START Records
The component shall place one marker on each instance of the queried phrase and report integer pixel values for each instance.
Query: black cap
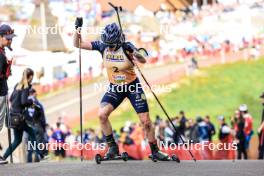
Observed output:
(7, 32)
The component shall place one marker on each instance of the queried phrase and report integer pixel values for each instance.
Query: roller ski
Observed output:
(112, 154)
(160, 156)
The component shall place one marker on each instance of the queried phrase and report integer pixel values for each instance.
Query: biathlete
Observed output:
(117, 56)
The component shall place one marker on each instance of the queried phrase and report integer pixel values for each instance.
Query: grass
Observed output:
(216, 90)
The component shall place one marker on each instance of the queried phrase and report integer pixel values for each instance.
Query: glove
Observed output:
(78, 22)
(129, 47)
END Records
START Records
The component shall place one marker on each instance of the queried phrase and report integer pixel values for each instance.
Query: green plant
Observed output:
END Records
Exercise brief
Scan the material above for the string "Query". Return each line where it occurs.

Solution below
Query: black cap
Query: roller ski
Query: biathlete
Query: grass
Query: glove
Query: green plant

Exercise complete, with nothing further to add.